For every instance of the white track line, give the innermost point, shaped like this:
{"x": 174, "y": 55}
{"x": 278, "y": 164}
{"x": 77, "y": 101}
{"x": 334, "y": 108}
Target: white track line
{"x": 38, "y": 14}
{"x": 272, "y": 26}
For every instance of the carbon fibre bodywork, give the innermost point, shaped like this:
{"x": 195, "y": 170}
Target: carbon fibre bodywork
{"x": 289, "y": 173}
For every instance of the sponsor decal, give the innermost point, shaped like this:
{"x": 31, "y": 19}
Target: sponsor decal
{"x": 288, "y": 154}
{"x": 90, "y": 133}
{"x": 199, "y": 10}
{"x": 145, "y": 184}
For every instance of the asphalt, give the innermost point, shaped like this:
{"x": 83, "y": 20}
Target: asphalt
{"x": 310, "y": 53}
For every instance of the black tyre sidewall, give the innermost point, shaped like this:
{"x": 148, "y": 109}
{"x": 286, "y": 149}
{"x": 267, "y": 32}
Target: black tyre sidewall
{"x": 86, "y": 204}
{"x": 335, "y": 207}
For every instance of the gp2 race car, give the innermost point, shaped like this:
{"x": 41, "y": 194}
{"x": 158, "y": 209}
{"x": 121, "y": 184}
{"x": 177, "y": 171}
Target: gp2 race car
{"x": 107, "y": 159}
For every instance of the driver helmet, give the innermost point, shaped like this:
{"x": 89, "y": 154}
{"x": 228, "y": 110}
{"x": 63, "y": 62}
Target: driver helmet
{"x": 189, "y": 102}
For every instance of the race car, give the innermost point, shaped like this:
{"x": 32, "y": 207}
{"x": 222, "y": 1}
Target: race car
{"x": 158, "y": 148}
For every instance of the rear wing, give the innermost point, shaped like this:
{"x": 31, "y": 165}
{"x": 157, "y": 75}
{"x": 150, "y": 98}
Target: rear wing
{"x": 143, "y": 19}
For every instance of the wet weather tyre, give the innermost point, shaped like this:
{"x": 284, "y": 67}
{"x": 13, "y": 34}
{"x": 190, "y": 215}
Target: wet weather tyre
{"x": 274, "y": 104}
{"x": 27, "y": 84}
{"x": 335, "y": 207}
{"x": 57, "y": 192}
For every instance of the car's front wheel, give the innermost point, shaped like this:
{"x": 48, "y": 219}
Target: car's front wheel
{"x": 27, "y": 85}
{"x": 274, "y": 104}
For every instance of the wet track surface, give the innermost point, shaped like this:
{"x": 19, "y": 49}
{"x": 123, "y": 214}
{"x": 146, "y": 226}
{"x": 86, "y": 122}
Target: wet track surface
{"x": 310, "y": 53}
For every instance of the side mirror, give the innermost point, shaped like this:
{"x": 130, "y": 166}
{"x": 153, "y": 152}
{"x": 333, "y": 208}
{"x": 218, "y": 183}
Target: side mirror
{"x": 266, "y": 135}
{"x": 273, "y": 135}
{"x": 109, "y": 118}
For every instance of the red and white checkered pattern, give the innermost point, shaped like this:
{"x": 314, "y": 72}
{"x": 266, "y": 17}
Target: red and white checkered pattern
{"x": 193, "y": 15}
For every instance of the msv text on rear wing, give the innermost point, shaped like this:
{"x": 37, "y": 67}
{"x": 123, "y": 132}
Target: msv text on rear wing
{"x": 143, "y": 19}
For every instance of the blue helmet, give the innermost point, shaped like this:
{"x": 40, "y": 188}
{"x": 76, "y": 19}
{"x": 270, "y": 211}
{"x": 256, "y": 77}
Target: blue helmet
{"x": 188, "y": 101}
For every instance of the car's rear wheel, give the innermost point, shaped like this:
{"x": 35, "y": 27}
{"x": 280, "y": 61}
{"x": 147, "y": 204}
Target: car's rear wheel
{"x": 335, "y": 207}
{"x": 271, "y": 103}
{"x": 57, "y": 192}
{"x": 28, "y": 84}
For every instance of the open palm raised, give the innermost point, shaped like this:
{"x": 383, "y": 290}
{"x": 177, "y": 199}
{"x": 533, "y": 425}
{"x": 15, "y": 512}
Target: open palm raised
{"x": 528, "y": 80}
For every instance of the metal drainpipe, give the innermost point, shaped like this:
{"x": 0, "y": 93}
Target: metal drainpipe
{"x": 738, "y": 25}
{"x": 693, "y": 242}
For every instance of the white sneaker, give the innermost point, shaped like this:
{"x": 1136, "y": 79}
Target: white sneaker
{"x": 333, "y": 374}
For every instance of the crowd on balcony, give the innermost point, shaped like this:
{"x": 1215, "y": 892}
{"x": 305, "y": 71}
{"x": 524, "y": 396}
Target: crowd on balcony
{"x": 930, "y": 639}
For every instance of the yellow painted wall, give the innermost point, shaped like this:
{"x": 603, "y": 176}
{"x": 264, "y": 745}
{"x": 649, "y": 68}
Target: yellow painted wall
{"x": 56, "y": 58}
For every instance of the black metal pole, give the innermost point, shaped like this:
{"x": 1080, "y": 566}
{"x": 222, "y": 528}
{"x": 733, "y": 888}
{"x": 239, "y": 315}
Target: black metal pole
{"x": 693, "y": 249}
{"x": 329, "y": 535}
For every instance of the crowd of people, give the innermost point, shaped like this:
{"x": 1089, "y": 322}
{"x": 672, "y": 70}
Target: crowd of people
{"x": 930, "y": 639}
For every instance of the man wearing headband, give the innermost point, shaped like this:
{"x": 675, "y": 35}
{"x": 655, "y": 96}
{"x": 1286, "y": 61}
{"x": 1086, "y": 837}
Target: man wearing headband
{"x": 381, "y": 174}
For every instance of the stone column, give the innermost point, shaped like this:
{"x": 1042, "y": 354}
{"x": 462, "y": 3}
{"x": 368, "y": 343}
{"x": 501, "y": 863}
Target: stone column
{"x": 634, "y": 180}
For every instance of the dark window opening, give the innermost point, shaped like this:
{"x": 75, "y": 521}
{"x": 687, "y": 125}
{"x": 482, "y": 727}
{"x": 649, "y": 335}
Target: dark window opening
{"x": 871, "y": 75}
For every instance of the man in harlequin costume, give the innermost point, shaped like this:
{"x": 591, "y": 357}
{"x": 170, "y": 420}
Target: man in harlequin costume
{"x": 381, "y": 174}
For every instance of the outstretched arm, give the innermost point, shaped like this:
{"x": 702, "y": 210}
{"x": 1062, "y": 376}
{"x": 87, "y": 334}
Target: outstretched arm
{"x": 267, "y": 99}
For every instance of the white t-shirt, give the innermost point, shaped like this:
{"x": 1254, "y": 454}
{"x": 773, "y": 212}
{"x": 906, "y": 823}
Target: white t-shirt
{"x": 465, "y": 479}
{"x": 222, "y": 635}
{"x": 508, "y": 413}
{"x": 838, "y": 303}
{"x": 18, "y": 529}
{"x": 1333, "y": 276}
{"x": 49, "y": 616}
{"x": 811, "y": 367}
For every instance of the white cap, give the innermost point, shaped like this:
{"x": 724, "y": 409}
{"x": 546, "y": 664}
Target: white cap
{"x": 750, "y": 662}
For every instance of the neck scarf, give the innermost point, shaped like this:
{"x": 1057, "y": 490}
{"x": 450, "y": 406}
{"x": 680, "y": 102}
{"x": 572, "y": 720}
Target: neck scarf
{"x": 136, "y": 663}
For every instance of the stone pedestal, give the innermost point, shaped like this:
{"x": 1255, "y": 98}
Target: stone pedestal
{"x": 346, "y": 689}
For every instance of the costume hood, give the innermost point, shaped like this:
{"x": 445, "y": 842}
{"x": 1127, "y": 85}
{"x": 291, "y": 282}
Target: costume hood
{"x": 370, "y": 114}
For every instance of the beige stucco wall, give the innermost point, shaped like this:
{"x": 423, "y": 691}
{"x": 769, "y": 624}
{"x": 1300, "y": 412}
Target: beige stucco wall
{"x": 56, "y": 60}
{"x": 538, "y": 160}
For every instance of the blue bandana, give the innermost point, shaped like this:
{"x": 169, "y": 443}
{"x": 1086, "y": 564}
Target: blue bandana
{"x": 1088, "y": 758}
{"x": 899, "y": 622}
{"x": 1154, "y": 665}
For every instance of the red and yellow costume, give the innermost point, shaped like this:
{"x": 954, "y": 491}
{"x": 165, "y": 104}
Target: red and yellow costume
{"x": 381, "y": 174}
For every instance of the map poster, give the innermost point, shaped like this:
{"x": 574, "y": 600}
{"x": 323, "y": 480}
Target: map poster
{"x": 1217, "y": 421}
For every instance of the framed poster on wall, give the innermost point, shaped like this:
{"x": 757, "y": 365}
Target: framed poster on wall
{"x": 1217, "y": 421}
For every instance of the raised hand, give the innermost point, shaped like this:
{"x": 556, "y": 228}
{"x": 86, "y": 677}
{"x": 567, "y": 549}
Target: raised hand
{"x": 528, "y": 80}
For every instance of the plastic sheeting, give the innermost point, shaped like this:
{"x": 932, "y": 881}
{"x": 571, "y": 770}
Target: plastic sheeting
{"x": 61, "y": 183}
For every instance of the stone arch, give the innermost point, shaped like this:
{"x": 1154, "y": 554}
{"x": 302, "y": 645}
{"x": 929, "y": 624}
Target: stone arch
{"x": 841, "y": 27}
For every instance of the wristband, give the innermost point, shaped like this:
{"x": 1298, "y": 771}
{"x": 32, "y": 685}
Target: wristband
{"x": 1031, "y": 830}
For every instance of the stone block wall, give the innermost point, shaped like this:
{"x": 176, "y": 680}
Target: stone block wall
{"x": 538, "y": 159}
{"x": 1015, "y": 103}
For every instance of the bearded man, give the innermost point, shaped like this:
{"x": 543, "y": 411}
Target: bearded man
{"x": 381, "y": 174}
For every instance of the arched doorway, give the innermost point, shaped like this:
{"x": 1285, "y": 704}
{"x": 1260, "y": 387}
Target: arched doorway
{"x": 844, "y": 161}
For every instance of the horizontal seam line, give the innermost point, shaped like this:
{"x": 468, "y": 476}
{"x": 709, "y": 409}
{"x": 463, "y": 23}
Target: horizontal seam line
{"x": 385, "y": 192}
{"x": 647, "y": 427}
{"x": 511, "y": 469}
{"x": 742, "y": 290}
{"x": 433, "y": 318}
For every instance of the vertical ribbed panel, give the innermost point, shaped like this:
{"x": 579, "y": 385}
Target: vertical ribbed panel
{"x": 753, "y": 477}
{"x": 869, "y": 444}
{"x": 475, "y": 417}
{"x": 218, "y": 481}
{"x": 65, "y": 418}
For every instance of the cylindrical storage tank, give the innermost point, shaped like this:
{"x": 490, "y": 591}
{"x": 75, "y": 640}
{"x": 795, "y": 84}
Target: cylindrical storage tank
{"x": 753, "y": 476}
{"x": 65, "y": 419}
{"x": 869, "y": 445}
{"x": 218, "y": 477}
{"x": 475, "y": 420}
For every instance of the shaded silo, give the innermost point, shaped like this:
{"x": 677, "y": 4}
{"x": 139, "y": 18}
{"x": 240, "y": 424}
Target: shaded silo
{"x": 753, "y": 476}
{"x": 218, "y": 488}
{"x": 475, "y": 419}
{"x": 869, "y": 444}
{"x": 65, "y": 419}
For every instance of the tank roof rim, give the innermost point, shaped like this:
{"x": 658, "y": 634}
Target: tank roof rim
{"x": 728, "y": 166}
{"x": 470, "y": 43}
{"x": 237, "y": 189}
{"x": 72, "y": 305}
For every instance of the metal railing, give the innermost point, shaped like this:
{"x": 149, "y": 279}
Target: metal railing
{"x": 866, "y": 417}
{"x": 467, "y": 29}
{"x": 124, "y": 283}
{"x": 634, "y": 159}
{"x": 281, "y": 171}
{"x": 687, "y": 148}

——

Print again the material above, limited to the lines from the one holding "For every instance of the tank" through the last, inclusive.

For every instance of the tank roof rim, give the innermost point, shaped like this:
{"x": 658, "y": 634}
Target: tank roof rim
{"x": 728, "y": 166}
{"x": 470, "y": 43}
{"x": 237, "y": 189}
{"x": 72, "y": 305}
For every instance of the metal railing, give the innermost point, shaped like this:
{"x": 149, "y": 279}
Target: metal railing
{"x": 866, "y": 417}
{"x": 467, "y": 29}
{"x": 124, "y": 283}
{"x": 634, "y": 159}
{"x": 281, "y": 171}
{"x": 687, "y": 148}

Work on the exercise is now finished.